**Your objective**
Copy each of the following items line for line, without changing anything.

**Provided records**
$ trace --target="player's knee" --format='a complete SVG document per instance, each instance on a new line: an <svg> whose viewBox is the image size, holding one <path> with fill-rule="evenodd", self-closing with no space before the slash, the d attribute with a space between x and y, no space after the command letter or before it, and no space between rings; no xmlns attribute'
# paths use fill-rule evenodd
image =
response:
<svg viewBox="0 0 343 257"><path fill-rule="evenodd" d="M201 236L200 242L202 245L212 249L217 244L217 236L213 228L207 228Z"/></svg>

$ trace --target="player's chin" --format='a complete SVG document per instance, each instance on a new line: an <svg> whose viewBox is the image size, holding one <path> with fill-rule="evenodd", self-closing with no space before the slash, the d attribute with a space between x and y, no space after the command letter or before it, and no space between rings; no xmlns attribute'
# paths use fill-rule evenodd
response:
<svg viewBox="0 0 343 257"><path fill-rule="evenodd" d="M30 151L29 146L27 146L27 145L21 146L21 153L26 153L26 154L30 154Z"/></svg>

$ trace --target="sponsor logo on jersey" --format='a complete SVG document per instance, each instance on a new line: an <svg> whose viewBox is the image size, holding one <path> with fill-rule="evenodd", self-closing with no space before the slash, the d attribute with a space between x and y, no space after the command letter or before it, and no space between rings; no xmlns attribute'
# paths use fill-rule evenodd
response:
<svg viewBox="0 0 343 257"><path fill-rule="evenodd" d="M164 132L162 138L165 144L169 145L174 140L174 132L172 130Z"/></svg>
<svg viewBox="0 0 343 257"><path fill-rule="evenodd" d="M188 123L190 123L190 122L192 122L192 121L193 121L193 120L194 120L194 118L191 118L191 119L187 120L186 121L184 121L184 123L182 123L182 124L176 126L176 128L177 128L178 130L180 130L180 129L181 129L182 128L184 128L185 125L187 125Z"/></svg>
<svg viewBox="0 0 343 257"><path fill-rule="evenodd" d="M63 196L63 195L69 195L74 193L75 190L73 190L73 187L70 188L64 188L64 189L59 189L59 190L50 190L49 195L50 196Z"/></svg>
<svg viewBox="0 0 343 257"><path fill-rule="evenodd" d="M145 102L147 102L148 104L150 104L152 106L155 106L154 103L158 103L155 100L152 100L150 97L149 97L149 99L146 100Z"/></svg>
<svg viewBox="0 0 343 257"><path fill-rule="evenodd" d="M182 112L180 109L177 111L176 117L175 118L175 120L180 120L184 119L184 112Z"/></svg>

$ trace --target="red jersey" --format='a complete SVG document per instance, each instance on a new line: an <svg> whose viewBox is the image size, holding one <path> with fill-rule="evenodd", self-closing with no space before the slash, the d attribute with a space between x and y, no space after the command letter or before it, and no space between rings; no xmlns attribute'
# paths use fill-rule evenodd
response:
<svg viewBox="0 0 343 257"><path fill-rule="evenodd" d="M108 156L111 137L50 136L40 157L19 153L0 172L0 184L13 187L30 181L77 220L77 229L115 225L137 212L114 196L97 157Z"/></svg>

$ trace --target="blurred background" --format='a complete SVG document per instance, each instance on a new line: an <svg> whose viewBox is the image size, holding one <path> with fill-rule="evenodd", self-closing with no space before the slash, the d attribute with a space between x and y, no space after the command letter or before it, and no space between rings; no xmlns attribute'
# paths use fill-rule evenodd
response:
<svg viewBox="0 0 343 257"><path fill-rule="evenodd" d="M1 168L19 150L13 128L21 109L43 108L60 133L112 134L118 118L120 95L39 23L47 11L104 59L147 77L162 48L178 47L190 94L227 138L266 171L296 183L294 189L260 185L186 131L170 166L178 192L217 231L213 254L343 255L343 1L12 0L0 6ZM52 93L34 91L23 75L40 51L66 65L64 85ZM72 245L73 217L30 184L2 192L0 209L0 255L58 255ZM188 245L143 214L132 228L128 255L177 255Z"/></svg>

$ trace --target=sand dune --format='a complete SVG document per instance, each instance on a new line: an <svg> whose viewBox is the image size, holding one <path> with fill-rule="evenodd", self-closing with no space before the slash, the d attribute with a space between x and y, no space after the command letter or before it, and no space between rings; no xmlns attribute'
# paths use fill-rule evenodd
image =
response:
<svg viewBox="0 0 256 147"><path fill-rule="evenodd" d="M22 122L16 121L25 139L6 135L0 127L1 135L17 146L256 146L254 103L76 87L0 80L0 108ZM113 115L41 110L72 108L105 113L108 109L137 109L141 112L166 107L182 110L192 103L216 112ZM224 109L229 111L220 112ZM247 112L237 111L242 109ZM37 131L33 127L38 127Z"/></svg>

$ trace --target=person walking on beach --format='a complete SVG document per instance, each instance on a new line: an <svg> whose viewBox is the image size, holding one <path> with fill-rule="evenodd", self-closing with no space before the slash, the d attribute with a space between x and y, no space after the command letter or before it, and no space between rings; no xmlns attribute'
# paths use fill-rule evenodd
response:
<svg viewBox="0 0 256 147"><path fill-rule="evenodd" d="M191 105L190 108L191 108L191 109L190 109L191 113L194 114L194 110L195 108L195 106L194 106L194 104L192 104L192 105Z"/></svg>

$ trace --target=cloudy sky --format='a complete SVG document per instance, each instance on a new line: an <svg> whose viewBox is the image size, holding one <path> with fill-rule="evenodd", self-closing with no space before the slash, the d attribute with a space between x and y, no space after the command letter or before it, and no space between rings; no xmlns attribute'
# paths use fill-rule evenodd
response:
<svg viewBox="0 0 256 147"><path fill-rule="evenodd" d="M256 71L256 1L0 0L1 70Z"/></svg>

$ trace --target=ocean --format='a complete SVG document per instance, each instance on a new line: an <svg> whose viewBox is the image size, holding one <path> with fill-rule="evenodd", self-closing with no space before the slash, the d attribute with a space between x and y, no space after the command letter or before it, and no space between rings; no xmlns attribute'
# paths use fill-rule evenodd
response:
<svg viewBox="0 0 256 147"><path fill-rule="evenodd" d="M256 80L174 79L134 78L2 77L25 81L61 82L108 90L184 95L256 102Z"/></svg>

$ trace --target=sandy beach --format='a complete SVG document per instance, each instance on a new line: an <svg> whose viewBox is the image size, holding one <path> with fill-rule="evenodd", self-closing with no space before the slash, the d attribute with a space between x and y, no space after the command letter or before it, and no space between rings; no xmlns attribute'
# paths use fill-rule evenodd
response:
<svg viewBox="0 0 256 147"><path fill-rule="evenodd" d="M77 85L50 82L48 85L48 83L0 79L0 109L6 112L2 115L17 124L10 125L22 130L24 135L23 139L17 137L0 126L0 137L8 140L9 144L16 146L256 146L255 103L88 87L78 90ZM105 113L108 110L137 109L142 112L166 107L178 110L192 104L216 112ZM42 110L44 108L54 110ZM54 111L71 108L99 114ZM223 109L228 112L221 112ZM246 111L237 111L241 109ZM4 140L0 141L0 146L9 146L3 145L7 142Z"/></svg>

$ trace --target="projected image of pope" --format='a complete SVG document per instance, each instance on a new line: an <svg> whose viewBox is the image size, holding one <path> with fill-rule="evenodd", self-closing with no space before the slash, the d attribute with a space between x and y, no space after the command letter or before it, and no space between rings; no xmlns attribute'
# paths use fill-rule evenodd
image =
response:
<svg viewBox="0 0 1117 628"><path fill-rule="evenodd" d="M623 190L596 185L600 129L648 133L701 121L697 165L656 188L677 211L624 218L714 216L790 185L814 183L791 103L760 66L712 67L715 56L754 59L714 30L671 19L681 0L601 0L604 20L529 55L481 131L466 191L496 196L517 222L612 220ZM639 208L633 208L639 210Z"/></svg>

**Solution for this task**
$ trace --target="player's knee" --format='a complete SVG document per instance, each instance on a new line: an <svg> whose viewBox is the image size, holding one <path> with fill-rule="evenodd", self-closing with no space before the slash, the d attribute with a space between x and y, no space after the command letter or before it, and no space between rings; no xmlns attribute'
# paths use fill-rule evenodd
image =
response:
<svg viewBox="0 0 343 257"><path fill-rule="evenodd" d="M201 236L200 242L202 245L212 249L217 244L217 236L213 228L207 228Z"/></svg>

$ trace --target="player's chin" --format='a complete SVG document per instance, each instance on a new line: an <svg> whose viewBox is the image size, holding one <path> with fill-rule="evenodd", self-closing with no space before the slash, the d attribute with a space between x and y, no space after the command letter or before it, and no space between rings; no xmlns attribute'
# paths use fill-rule evenodd
response:
<svg viewBox="0 0 343 257"><path fill-rule="evenodd" d="M30 151L29 146L27 146L27 145L21 146L21 153L26 153L26 154L30 154Z"/></svg>

$ trace --target="sponsor logo on jersey" --format='a complete SVG document per instance, each instance on a new line: an <svg> whose viewBox is the image size, holding one <path> with fill-rule="evenodd", self-closing with no space before the slash, the d attribute with a space between x and y, no space after the command letter or before it, and no space between rings; no xmlns attribute'
# paths use fill-rule evenodd
response:
<svg viewBox="0 0 343 257"><path fill-rule="evenodd" d="M164 132L162 138L165 144L169 145L174 140L174 132L172 130Z"/></svg>
<svg viewBox="0 0 343 257"><path fill-rule="evenodd" d="M188 123L190 123L190 122L192 122L192 121L193 121L193 120L194 120L194 118L191 118L191 119L187 120L186 121L184 121L184 123L182 123L182 124L176 126L176 128L177 128L178 130L180 130L180 129L181 129L182 128L184 128L185 125L187 125Z"/></svg>
<svg viewBox="0 0 343 257"><path fill-rule="evenodd" d="M63 196L63 195L69 195L74 193L75 190L73 190L73 187L70 188L64 188L64 189L59 189L59 190L50 190L49 195L50 196Z"/></svg>
<svg viewBox="0 0 343 257"><path fill-rule="evenodd" d="M145 102L147 102L148 104L150 104L152 106L155 106L154 103L158 103L155 100L152 100L150 97L149 97L149 99L146 100Z"/></svg>
<svg viewBox="0 0 343 257"><path fill-rule="evenodd" d="M182 112L180 109L177 111L176 117L175 118L175 120L180 120L184 119L184 112Z"/></svg>

$ trace --target="red jersey" --format='a complete SVG document per instance, each instance on a new line: an <svg> whose viewBox is the image size, holding one <path> with fill-rule="evenodd", self-closing with no space before the slash, the d attribute with a space between x and y, no space after the command letter or before it, and no space between rings; no xmlns attribute'
# paths use fill-rule evenodd
response:
<svg viewBox="0 0 343 257"><path fill-rule="evenodd" d="M108 156L111 137L50 136L40 157L19 153L0 172L0 184L13 187L30 181L77 220L77 229L115 225L137 212L114 196L97 157Z"/></svg>

$ trace --target="blurred background" --format='a complete SVG document per instance, each instance on a new line: an <svg> whose viewBox is the image size, holding one <path> with fill-rule="evenodd", self-closing with no space before the slash, the d attribute with a space between x and y, no space after the command letter or before it, and no space between rings; no xmlns attribute'
# paths use fill-rule evenodd
response:
<svg viewBox="0 0 343 257"><path fill-rule="evenodd" d="M1 168L19 150L13 128L21 109L43 108L60 133L112 134L118 118L120 95L39 23L47 11L104 59L147 77L162 48L178 47L190 94L227 138L266 171L296 183L294 189L260 185L186 131L170 166L178 192L217 231L213 254L343 255L343 1L12 0L0 6ZM52 93L34 91L23 75L40 51L66 65L64 85ZM72 245L73 217L30 184L2 192L0 209L0 255L58 255ZM188 245L143 214L132 228L128 255L177 255Z"/></svg>

$ trace --target=sand dune --format='a complete SVG document per instance, each instance on a new line: an <svg> whose viewBox is the image size, holding one <path> with fill-rule="evenodd", self-closing with no space before the slash, the d attribute with a space between x and y, no space after the command letter or before it, and no space between rings; no xmlns attribute'
# paths use fill-rule evenodd
image =
response:
<svg viewBox="0 0 256 147"><path fill-rule="evenodd" d="M22 122L16 121L25 139L6 135L0 127L1 135L17 146L256 146L254 103L76 87L0 80L0 108ZM113 115L41 110L72 108L105 113L108 109L137 109L141 112L166 107L182 110L192 103L216 112ZM224 109L229 111L220 112ZM247 112L237 111L242 109ZM37 131L33 127L38 127Z"/></svg>

$ trace --target=person walking on beach --format='a complete SVG document per instance, each instance on a new line: an <svg> whose viewBox is the image size, holding one <path> with fill-rule="evenodd", self-closing with no space before the slash, the d attribute with a space between x and y, no space after the command letter or before it, and no space between rings; no xmlns attribute'
# paths use fill-rule evenodd
response:
<svg viewBox="0 0 256 147"><path fill-rule="evenodd" d="M191 105L190 108L191 108L191 109L190 109L191 113L194 114L194 110L195 108L195 106L194 106L194 104L192 104L192 105Z"/></svg>

$ trace --target=cloudy sky --format='a complete SVG document per instance, each instance on a new line: an <svg> whose viewBox is the image size, holding one <path> with fill-rule="evenodd", self-closing with no space before the slash, the d attribute with a space between x and y, no space after the command letter or before it, and no space between rings; no xmlns attribute'
# paths use fill-rule evenodd
response:
<svg viewBox="0 0 256 147"><path fill-rule="evenodd" d="M256 71L256 1L0 0L1 70Z"/></svg>

$ trace --target=ocean --format='a complete SVG document per instance, each instance on a new line: an <svg> whose viewBox is the image size, holding one <path> with fill-rule="evenodd", self-closing with no space before the slash, the d attribute with a space between x and y, no space after the command letter or before it, and no space between rings; no xmlns attribute'
# paths use fill-rule evenodd
response:
<svg viewBox="0 0 256 147"><path fill-rule="evenodd" d="M256 80L174 79L134 78L2 77L25 81L61 82L108 90L184 95L256 102Z"/></svg>

$ trace --target=sandy beach --format='a complete SVG document per instance, each instance on a new line: an <svg> whose viewBox is the image size, holding one <path> with fill-rule="evenodd", self-closing with no space before the slash, the d attribute with a space between x and y, no space after the command letter or before it, and no space between rings; no xmlns attribute'
# paths use fill-rule evenodd
response:
<svg viewBox="0 0 256 147"><path fill-rule="evenodd" d="M77 85L50 82L48 85L48 83L0 79L0 109L6 112L2 115L17 124L10 125L22 130L24 135L23 139L17 137L0 126L0 137L8 140L9 144L16 146L256 146L255 103L88 87L78 90ZM105 113L108 110L137 109L142 112L166 107L178 110L192 104L216 112ZM42 110L44 108L54 110ZM54 111L71 108L99 114ZM223 109L228 112L221 112ZM246 111L237 111L241 109ZM4 140L0 141L0 146L9 146L3 145L7 142Z"/></svg>

$ trace --target="projected image of pope" --format='a complete SVG document per instance, each instance on a new line: an <svg> whose viewBox is the image size, holding one <path> with fill-rule="evenodd", self-closing with no space before the slash, the d attribute with a space between x and y, no space after the command letter or before it, and no space between rings; no xmlns attribute'
# paths use fill-rule evenodd
image =
response:
<svg viewBox="0 0 1117 628"><path fill-rule="evenodd" d="M623 190L596 185L600 129L648 133L701 121L697 165L656 188L677 211L624 218L714 216L790 185L814 183L791 103L760 66L712 67L715 56L754 59L714 30L671 19L681 0L601 0L604 20L529 55L481 131L466 191L496 196L517 222L612 220ZM639 208L633 208L639 210Z"/></svg>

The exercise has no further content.